> [QUESTÕES DE ESTUDO]:
(1) Liste todas as expressões que, no trecho sobre resíduos psíquicos, aparecem entre aspas ou entre « ».
(2) Escreva a continuação do trecho sobre resíduos psíquicos a partir da última frase apresentada.

> [TRECHO SELECIONADO]:
+--

RESÍDUOS PSÍQUICOS

Jean Tourniac — Vida Póstuma e Ressurreição NO JUDEU-CRISTIANISMO

A RESPEITO DOS «RESÍDUOS PSÍQUICOS»

#Guénon admite a persistência de um magma psíquico residual depois da morte corporal da individualidade humana. Este resíduo pode manifestar-se?

#Não se insistirá sobre o caso de “evocação”do ser vivo, particularmente realizáveis no estado de Sono ordinário corporal, a não ser para relembrar que o caso da evocação do “ob” não deve ser excluída e ainda mais que esta evocação que não afeta o ser real, tem consequências graves no que concerne a individualidade corporal viva e adormecida.

#Estes vestígios psíquicos que entram na categoria de “influências errantes” englobam um conjunto de forças “caóticas” mas capazes de produzir manifestações sensíveis.

+--

> [INFORMAÇÕES REGISTRADAS]:
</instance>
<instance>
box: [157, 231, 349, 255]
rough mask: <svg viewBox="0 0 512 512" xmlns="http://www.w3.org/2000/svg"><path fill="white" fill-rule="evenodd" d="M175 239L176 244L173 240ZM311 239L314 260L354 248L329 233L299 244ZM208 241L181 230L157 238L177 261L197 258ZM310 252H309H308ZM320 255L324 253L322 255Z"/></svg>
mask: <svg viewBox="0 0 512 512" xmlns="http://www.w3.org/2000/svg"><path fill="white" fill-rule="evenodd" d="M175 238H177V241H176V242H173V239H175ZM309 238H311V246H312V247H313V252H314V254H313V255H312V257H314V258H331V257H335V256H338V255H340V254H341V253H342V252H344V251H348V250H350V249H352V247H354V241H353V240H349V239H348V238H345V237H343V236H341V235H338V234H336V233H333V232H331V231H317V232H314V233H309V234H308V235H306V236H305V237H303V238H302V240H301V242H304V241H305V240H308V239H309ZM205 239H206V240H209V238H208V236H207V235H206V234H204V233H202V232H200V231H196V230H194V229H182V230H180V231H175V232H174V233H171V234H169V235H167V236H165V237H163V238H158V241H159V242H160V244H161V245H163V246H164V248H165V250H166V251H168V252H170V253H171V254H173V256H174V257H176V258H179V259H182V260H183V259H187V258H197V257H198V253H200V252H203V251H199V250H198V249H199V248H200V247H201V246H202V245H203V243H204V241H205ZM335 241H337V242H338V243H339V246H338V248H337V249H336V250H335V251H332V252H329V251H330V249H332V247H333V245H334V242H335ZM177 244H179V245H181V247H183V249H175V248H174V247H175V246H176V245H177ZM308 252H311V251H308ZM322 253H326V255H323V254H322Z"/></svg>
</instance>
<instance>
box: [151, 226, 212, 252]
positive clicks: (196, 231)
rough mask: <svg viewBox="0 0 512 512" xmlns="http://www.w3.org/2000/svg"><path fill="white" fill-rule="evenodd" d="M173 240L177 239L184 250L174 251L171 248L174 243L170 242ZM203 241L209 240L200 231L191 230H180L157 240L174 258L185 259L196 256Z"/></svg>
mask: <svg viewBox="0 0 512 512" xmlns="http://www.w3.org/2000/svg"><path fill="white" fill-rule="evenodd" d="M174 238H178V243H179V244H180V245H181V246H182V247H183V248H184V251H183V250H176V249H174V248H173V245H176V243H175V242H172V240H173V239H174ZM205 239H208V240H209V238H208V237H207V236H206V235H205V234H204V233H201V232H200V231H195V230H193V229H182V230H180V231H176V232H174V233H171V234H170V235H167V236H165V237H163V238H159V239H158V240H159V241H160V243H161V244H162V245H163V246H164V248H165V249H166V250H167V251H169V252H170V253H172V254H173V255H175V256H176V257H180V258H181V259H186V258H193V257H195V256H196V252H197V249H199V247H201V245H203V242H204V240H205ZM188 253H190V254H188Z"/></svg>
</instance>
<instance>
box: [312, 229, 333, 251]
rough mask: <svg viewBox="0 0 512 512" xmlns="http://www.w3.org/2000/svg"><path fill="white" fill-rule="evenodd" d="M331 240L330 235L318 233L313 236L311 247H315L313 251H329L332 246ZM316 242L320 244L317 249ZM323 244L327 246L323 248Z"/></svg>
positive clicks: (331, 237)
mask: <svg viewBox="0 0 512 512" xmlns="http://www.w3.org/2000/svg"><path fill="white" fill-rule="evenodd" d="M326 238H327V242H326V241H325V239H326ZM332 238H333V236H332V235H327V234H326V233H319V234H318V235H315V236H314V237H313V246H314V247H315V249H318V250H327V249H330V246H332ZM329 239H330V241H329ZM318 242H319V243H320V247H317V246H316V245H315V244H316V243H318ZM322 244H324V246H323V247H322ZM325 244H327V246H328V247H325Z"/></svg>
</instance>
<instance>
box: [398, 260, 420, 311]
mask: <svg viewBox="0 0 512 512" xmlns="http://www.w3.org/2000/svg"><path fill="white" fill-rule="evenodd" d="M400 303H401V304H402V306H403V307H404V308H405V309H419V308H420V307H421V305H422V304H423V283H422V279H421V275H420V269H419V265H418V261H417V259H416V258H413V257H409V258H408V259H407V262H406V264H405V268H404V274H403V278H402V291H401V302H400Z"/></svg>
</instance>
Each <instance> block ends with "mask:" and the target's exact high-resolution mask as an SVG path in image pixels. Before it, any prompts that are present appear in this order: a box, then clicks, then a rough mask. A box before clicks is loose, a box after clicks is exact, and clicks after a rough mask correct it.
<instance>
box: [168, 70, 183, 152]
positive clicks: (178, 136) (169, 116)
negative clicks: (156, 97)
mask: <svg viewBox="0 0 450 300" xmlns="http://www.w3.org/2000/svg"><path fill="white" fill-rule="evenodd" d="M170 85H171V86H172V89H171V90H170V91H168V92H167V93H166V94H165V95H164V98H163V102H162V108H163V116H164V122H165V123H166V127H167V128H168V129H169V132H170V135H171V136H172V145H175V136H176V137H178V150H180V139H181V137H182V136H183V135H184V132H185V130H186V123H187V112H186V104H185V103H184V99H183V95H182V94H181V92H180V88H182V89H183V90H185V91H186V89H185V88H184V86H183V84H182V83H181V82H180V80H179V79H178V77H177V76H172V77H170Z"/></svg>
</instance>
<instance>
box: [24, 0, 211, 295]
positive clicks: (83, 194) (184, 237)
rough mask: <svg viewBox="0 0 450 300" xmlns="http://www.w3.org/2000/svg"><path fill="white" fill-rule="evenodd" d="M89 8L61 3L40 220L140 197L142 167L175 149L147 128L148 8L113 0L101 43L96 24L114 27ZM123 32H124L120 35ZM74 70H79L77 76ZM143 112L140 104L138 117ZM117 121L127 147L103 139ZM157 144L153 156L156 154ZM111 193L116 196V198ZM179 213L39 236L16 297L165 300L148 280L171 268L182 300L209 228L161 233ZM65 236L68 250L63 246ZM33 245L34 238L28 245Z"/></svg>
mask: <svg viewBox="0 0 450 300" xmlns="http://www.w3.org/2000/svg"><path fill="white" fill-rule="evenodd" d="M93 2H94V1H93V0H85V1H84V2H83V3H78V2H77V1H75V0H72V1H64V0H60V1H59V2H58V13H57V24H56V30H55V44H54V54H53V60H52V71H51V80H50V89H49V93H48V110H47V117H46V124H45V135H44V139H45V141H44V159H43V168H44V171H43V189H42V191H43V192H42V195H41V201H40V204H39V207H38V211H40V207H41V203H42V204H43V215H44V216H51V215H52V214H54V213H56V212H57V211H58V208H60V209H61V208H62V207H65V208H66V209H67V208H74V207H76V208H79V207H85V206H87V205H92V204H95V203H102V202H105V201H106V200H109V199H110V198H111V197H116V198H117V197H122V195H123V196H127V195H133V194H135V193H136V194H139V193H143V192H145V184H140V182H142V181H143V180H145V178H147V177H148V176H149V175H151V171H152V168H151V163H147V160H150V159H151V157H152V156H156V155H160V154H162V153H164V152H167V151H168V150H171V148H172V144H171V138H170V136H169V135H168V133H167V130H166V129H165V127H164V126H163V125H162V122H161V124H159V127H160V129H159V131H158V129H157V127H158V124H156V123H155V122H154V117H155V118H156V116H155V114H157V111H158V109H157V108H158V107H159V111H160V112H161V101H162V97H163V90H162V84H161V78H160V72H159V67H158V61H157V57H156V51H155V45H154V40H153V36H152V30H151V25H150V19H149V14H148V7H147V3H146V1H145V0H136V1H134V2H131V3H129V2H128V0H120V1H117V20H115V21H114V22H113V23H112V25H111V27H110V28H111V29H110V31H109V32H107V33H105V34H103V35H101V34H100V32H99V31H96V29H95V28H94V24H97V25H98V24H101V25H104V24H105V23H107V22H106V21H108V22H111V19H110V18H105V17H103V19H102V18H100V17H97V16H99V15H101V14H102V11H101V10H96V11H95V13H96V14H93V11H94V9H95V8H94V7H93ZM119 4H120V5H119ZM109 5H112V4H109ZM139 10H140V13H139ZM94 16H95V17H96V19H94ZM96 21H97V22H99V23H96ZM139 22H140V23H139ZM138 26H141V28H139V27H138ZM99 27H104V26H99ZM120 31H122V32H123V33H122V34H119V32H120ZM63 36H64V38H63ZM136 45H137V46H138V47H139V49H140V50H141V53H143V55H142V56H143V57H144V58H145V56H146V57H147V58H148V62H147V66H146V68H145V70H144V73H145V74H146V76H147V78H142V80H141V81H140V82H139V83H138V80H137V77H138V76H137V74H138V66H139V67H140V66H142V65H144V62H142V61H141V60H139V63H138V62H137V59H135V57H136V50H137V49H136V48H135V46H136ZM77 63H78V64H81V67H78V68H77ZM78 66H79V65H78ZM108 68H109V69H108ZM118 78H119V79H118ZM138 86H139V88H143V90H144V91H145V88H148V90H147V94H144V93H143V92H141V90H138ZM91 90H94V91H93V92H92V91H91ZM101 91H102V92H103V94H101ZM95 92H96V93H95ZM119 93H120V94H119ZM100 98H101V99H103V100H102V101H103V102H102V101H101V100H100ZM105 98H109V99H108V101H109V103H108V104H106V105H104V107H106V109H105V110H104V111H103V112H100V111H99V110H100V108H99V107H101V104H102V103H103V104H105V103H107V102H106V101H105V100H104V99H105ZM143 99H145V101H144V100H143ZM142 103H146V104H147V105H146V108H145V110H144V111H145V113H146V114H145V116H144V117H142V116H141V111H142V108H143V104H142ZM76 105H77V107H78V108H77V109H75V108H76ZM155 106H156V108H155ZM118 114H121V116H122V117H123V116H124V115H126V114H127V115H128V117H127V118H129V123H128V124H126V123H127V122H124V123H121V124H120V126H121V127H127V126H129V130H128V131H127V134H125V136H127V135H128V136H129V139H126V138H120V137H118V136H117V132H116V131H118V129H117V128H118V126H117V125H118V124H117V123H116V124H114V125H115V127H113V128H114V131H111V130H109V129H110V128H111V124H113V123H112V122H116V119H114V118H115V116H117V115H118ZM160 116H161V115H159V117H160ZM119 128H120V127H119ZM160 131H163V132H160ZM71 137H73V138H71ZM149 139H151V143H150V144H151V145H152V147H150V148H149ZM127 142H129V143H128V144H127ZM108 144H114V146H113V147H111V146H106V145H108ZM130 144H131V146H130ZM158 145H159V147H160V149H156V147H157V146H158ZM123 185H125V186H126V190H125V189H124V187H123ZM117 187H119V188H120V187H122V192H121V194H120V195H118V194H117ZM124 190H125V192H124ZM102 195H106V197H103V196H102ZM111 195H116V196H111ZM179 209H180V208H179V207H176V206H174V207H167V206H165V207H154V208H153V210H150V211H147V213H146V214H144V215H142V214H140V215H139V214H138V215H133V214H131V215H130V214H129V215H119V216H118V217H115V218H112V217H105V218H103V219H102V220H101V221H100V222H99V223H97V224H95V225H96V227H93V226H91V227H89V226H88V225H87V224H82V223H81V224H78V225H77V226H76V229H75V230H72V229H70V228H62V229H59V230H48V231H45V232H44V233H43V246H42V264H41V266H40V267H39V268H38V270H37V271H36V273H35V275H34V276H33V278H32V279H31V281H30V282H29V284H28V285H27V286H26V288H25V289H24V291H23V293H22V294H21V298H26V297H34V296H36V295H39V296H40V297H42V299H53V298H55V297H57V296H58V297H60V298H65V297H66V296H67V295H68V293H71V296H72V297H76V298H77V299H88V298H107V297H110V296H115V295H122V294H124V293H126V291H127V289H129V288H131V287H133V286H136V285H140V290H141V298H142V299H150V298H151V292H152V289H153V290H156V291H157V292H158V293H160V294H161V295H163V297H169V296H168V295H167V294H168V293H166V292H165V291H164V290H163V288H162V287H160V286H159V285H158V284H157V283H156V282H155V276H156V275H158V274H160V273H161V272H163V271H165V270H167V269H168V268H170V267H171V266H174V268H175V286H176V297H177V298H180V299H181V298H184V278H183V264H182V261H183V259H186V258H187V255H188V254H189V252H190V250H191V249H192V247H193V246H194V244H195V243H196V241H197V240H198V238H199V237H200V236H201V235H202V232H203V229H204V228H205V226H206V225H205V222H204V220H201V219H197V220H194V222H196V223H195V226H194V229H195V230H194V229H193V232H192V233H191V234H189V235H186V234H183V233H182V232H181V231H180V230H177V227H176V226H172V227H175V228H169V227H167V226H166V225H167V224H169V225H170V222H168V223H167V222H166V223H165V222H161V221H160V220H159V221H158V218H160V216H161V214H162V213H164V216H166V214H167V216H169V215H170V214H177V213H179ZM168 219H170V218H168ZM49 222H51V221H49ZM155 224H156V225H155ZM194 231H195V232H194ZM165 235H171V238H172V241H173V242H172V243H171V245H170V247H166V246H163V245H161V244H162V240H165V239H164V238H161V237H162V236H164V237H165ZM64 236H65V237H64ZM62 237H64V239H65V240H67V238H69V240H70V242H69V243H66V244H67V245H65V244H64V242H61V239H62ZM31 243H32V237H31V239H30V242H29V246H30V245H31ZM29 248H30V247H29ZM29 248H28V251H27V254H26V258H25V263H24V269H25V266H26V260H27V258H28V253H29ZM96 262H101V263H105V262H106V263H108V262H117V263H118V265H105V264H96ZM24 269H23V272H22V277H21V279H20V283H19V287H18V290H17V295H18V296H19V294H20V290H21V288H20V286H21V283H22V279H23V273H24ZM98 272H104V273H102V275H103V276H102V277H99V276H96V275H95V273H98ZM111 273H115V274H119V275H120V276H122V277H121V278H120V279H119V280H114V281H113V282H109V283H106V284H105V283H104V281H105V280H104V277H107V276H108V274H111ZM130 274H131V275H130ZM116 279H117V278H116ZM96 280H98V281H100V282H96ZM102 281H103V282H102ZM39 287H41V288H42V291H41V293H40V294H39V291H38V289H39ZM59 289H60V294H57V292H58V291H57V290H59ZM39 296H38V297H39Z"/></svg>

+--

> [RESPOSTAS DAS TAREFAS]:
(1) «RESÍDUOS PSÍQUICOS», “evocação”, “ob”, “influências errantes”, “caóticas”

(2)
#No que concerne os resíduos psíquicos do falecido, o “ob” hebraico, é evidente que eles não poderiam substituir ao “indivíduo” na sua realidade consciente pré-mortal. Vide Guenon Reencarnação

#Entre os elementos psíquicos dissociados depois da morte, há também aqueles que sem dar lugar aos fenômenos citados acima, podem também passar por “osmose sutil” para outros seres vivos (seres humanos ou animais), assim como os elementos do corpo retornados à terra podem entrar na composição de outros corpos.

#Os aspectos do “subconsciente” suscetíveis de “navegar”, se assim se pode dizer, de uma individualidade para outra, não atingem à integridade espiritual e mental do ser.

#Os vestígios sutis que se dissociam progressivamente na morte corporal, originam-se da consciência e da subconsciência.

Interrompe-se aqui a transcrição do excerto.